[Source material]
################
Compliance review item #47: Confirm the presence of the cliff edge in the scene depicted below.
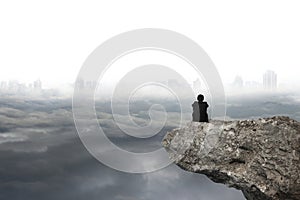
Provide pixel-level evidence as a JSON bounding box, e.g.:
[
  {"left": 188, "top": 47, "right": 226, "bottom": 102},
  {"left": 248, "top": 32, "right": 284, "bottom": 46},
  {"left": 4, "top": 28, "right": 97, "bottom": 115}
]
[{"left": 162, "top": 116, "right": 300, "bottom": 200}]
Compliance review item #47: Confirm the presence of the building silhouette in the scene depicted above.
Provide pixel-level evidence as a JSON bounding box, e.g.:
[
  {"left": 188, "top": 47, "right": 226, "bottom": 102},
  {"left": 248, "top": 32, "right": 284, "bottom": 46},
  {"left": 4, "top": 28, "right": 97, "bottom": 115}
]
[
  {"left": 263, "top": 70, "right": 277, "bottom": 90},
  {"left": 232, "top": 76, "right": 244, "bottom": 88}
]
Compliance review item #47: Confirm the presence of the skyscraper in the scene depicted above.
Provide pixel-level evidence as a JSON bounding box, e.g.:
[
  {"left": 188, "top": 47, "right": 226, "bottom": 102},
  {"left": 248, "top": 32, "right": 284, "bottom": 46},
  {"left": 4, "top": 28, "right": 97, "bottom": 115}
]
[{"left": 263, "top": 70, "right": 277, "bottom": 90}]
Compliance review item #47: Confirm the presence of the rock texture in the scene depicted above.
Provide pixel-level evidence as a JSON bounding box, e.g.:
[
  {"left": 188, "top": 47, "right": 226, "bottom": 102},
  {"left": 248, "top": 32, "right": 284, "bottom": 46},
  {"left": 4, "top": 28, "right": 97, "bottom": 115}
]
[{"left": 162, "top": 117, "right": 300, "bottom": 200}]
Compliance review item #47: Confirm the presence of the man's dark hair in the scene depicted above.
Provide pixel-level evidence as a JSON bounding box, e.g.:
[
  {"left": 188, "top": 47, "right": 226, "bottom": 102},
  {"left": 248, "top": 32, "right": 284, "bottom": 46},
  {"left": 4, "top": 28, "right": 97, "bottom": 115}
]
[{"left": 197, "top": 94, "right": 204, "bottom": 102}]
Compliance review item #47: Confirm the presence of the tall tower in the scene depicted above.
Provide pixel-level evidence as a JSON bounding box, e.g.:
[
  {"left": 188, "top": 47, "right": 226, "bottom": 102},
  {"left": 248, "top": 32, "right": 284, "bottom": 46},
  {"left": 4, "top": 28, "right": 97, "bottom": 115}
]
[{"left": 263, "top": 70, "right": 277, "bottom": 90}]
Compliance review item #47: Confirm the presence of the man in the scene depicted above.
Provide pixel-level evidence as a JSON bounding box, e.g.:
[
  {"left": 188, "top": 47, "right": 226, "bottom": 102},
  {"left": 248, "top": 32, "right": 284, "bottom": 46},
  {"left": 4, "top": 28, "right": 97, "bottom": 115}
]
[{"left": 192, "top": 94, "right": 209, "bottom": 122}]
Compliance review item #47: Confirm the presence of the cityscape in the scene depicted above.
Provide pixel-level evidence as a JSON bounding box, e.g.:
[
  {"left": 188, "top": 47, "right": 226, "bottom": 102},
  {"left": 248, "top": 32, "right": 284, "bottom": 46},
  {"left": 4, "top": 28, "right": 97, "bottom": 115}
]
[{"left": 0, "top": 70, "right": 284, "bottom": 95}]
################
Aim of the exercise: Copy out every line of text from the material above, character for character, leaving out the picture.

Written reply:
Compliance review item #47: Confirm the presence of the cliff edge in the scene depicted below.
Provide pixel-level evidence as a JSON bounding box, e.g.:
[
  {"left": 188, "top": 47, "right": 226, "bottom": 102},
  {"left": 248, "top": 32, "right": 284, "bottom": 46},
  {"left": 4, "top": 28, "right": 97, "bottom": 115}
]
[{"left": 162, "top": 116, "right": 300, "bottom": 200}]
Compliance review item #47: Confirm the presence of the building silhouette in the scene depicted above.
Provide pixel-level evidence as a JSON bounding box, e.g.:
[
  {"left": 188, "top": 47, "right": 226, "bottom": 102},
  {"left": 248, "top": 32, "right": 284, "bottom": 46},
  {"left": 4, "top": 28, "right": 97, "bottom": 115}
]
[
  {"left": 263, "top": 70, "right": 277, "bottom": 90},
  {"left": 232, "top": 76, "right": 244, "bottom": 88}
]
Compliance review item #47: Confirm the presence of the skyscraper in the scene depicted above.
Provide pixel-level evidence as a JSON bounding box, e.g.:
[
  {"left": 188, "top": 47, "right": 226, "bottom": 102},
  {"left": 248, "top": 32, "right": 284, "bottom": 46},
  {"left": 4, "top": 28, "right": 97, "bottom": 115}
]
[{"left": 263, "top": 70, "right": 277, "bottom": 90}]
Compliance review item #47: Confirm the presence of the rock texture in the scene depicted above.
Provide pixel-level evidence as a JSON bounding box, e.g.:
[
  {"left": 188, "top": 47, "right": 226, "bottom": 102},
  {"left": 248, "top": 32, "right": 284, "bottom": 46},
  {"left": 4, "top": 28, "right": 97, "bottom": 115}
]
[{"left": 162, "top": 117, "right": 300, "bottom": 200}]
Compliance review item #47: Confirm the presence of the man's dark hair in the scene depicted above.
Provide pixel-level evidence as a JSON bounding box, e.g.:
[
  {"left": 188, "top": 47, "right": 226, "bottom": 102},
  {"left": 248, "top": 32, "right": 284, "bottom": 46},
  {"left": 4, "top": 28, "right": 97, "bottom": 115}
]
[{"left": 197, "top": 94, "right": 204, "bottom": 102}]
Compliance review item #47: Confirm the presence of the tall tower in the scene depicted above.
Provide pixel-level evidence as a JSON bounding box, e.g.:
[
  {"left": 188, "top": 47, "right": 226, "bottom": 102},
  {"left": 248, "top": 32, "right": 284, "bottom": 46},
  {"left": 4, "top": 28, "right": 97, "bottom": 115}
]
[{"left": 263, "top": 70, "right": 277, "bottom": 90}]
Compliance review item #47: Confirm the presence of the man in the scene depicted above.
Provide pixel-level evidence as a JSON bounding box, e.g.:
[
  {"left": 188, "top": 47, "right": 226, "bottom": 102},
  {"left": 248, "top": 32, "right": 284, "bottom": 46},
  {"left": 4, "top": 28, "right": 97, "bottom": 115}
]
[{"left": 192, "top": 94, "right": 209, "bottom": 122}]
Compliance review item #47: Confirm the presence of the cityscape in the scene depicted above.
Provide pixel-level evidence as a JSON bounding box, e.g.:
[
  {"left": 188, "top": 47, "right": 226, "bottom": 102},
  {"left": 248, "top": 32, "right": 284, "bottom": 46},
  {"left": 4, "top": 28, "right": 97, "bottom": 115}
]
[{"left": 0, "top": 70, "right": 284, "bottom": 95}]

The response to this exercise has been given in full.